# 7 D Mag-At Last!



## willrx (May 10, 2007)

I know many of you have 7 D Maglites and I just wanted to share mine. According to Mag it was made Sept. 1984. It has a few bumps and bruises but in very good shape overall. Purchased from original owner. With a 6 cell Krypton bulb it is very bright. Here are a couple of pics:































Thanks for looking.


----------



## Niteowl (May 11, 2007)

Congrats Will! 

You've got a fever.....


----------



## Russianesq (May 11, 2007)

are u going to put it on your keychain?
:lolsign:


----------



## willrx (May 11, 2007)

Niteowl,
Yes, a fever. Any cure you know of?

Russianesq,
Your precisely right, this will make a perfect keychain light.

I wonder if anyone has approached Maglite about restoration services? This one, despite the worn anodizing in places, is in great shape. Maybe I'll send them an email. The other side of this coin is that restoring will take away from it's character. Any thoughts? Thanks for your comments.


----------



## Brozneo (May 11, 2007)

Jeeze! How long are those things? You wouldn't want to be short and put that into a belt holster! Haha


----------



## farmall (May 11, 2007)

Don't restore it. It has earned it's character.


----------



## willrx (May 11, 2007)

farmall, 
Thanks for the input.


----------



## Niteowl (May 11, 2007)

willrx said:


> Niteowl,
> Yes, a fever. Any cure you know of?



More Maglite!


----------



## LuxLuthor (May 11, 2007)

You should practice twirling it, then compete in the local cheerleading baton tryouts! Man that is long!


----------



## LowBat (May 11, 2007)

LuxLuthor said:


> You should practice twirling it, then compete in the local cheerleading baton tryouts! Man that is long!


Too heavy for twirling, but it might be just right as a pull-up bar inside a door frame.


----------



## willrx (May 11, 2007)

Thanks for the humor-something you can always count on around here. I asked the original owner if he had ever replaced any parts (the head) and he said he had not-no reason to doubt that. The head, if you look closely, seems to have "faded" to a lighter shade of black than the rest of the light. I asked Maglite about this and they said it can happen over time. I wonder what might have happened? Sun exposure, the head anodized differently from the other parts, aluminum being thicker in that area-I'm curious. I hope CPF'er ABTOMAT has time to reply. He has much knowledge on this kind of thing. Thanks again.


----------



## andyr354 (May 11, 2007)

wow, long bugger.

I just picked up a red 6D today and thought it was huge.

BTW, Amazon had the red 6Ds on sale with free shipping.


----------



## Patriot (May 12, 2007)

That thing is a club and a 1/2! I never knew 7Ds existed until just now. Neat!


----------



## farmall (May 12, 2007)

[Dataset records about object locations]
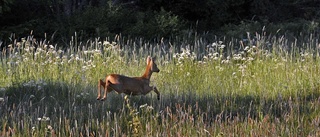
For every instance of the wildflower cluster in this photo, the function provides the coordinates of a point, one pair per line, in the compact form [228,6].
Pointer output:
[29,59]
[186,55]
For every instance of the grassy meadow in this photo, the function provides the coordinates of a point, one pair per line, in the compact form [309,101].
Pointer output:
[264,85]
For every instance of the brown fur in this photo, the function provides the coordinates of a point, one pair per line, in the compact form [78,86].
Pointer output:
[130,85]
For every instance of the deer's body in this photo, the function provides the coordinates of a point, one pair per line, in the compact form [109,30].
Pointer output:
[129,85]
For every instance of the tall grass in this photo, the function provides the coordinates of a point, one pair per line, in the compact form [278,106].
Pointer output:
[259,86]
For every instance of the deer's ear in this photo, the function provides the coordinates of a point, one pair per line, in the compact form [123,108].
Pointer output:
[154,58]
[148,59]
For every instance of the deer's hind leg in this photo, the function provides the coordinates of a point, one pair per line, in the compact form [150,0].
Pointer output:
[156,90]
[100,83]
[107,88]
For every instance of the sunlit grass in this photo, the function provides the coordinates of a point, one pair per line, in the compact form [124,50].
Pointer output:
[267,86]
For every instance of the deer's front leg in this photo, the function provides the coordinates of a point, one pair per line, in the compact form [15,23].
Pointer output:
[100,83]
[156,90]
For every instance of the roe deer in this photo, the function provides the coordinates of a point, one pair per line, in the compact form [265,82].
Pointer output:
[130,85]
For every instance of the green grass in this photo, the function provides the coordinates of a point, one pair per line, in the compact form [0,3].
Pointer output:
[267,88]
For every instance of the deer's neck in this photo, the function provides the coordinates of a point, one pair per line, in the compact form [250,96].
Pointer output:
[147,74]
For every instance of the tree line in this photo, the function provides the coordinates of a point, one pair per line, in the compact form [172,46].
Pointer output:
[145,18]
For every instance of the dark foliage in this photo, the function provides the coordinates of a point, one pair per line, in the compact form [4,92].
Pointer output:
[151,19]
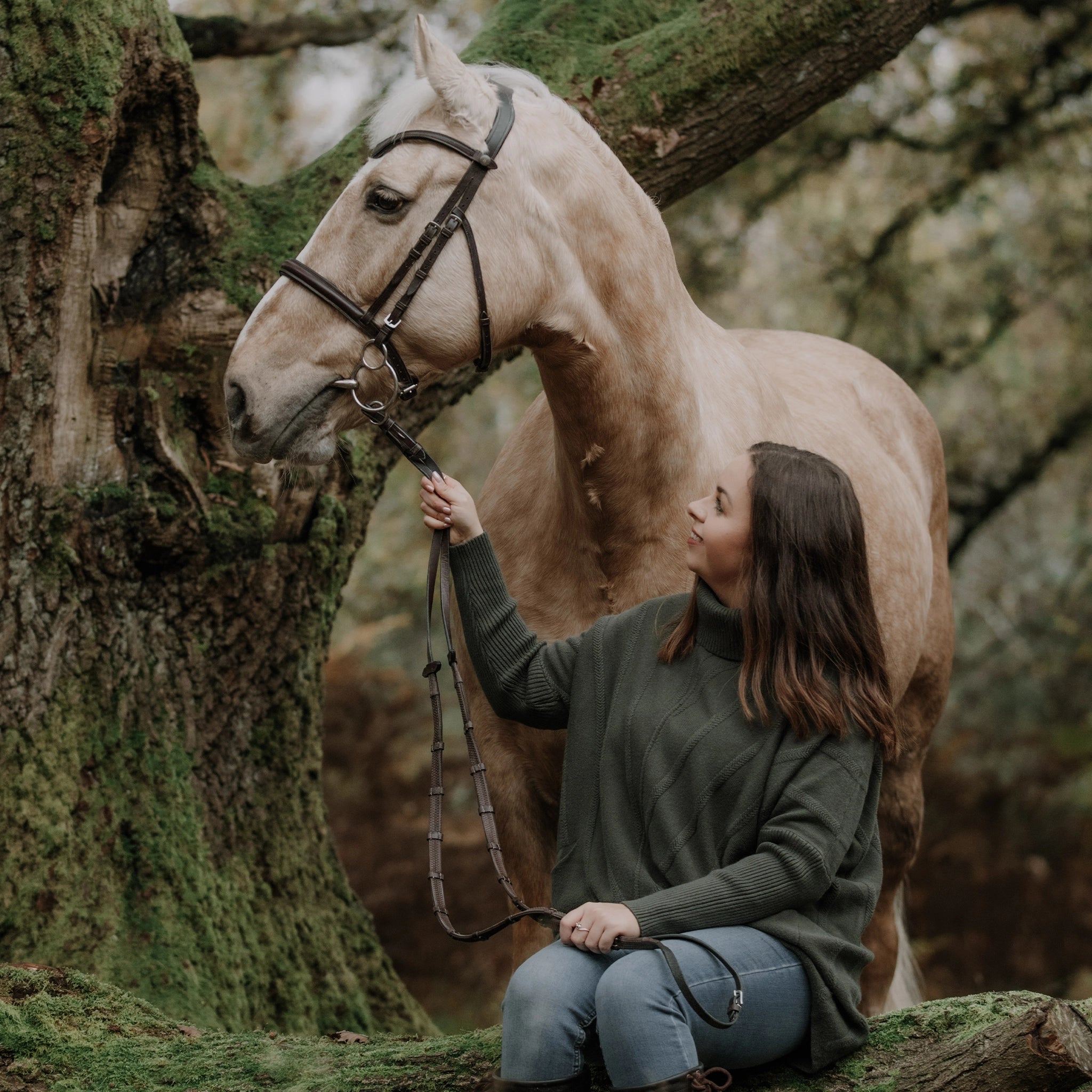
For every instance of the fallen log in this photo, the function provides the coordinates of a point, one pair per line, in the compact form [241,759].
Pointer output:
[67,1030]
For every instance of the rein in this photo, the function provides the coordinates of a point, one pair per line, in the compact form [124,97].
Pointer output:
[450,219]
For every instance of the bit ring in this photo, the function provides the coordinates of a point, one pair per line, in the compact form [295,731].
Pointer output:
[378,405]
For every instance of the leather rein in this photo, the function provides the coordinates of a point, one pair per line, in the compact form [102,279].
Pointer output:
[426,251]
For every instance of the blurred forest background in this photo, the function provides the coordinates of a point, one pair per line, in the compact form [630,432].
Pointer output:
[940,215]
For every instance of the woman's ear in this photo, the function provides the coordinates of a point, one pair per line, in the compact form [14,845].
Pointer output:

THE TASKS:
a. List the possible causes that willrx suggests in the Maglite thread for the head fading to a lighter shade of black.
b. Go on with the Maglite thread from the point where it stops.

TASK-BY-TASK ANSWERS:
a.
- Sun exposure
- The head being anodized differently from the other parts
- The aluminum being thicker in that area

b.
willrx said:


> The head, if you look closely, seems to have "faded" to a lighter shade of black than the rest of the light. I asked Maglite about this and they said it can happen over time. I wonder what might have happened? Sun exposure, the head anodized differently from the other parts, aluminum being thicker in that area-I'm curious.



I had a 6D that faded the same way. It rode in between the seats of my truck for several years in the sun.


----------



## willrx (May 12, 2007)

farmall,
That must be it then-probably sun exposure. As I understand, the previous owner was quite an outdoorsman. I wonder why only the head faded between the bezel and body and not the whole light?


----------



## farmall (May 12, 2007)

willrx said:


> farmall,
> That must be it then-probably sun exposure. As I understand, the previous owner was quite an outdoorsman. I wonder why only the head faded between the bezel and body and not the whole light?



I'm guessing that the aluminum must be a little different than the rest of the light. I have seen colors turn out different in custom anodized maglites.


----------



## willrx (May 12, 2007)

farmall said:


> I'm guessing that the aluminum must be a little different than the rest of the light. I have seen colors turn out different in custom anodized maglites.



Now that I think of it, you're right again. I guess anodizing can be tricky as far getting everything evenly distributed. I believe I read something about this in Mirage Man's group buy thread with the milspec lights.


----------



## actionlights (May 21, 2007)

willrx said:


> With a 6 cell Krypton bulb it is very bright.
> 
> FYI. We stock the 7D cell manum star bulbs. $3.56 each. Call to order because I think we forgot we had them and don't have them on the web site currently.
> 
> 800-772-1960


----------



## willrx (May 21, 2007)

Thanks, I'll keep that in mind.


----------



## scottaw (May 21, 2007)

Don't get it restored! If you plan on really using that light (shich you should) it's just going to get more character. And that thing is silly, i have a 6D that i thought was big.


----------



## willrx (May 21, 2007)

Thanks scottaw.


----------



## Led_Blind (May 22, 2007)

Im Jealous!


----------



## TORCH_BOY (May 22, 2007)

What a beast?


----------



## BladeDogg (May 22, 2007)

That is a monster! :twothumbs


----------



## bombelman (May 22, 2007)

IMHO, Pimp it's a** !!
Cut it down and make a 1D Tri-Cree !!!

:lolsign:

No really, what about stripping the anno, do some
awesome patterns on the body, milling in the head,
a wicked crown bezel, and then re-anno, Camo,
HAIII or an awesome splash .. :rock:


----------



## Xrunner (May 22, 2007)

Great find... I would leave it just as it is. Like previously mentioned I would be the fading is from a conbination of different section of metal being used and fading. You see head only fading on a lot of lights when they are stored in certain ways. Some of these ways that come to mind are between seats in a vehicle, between a seat and the center console, or in a bag with a sleeve that only leaves the head and tale exposed (think of a bail out bag). Some people also put neoprene sleeve on the light body for use in wet or cold conditions.

Regardless, it's a great looking light!


----------



## willrx (May 22, 2007)

Wow, thanks for the great info! Really appreciate the input.


----------



## raggie33 (May 24, 2007)

roflmao.man that things is wicked big id love to see it next to a person like a cane for scale.i cant even picture how big it must look.


----------



## Yota (May 24, 2007)

How much is something like this worth if it was new in the package?
Are these really hard to find?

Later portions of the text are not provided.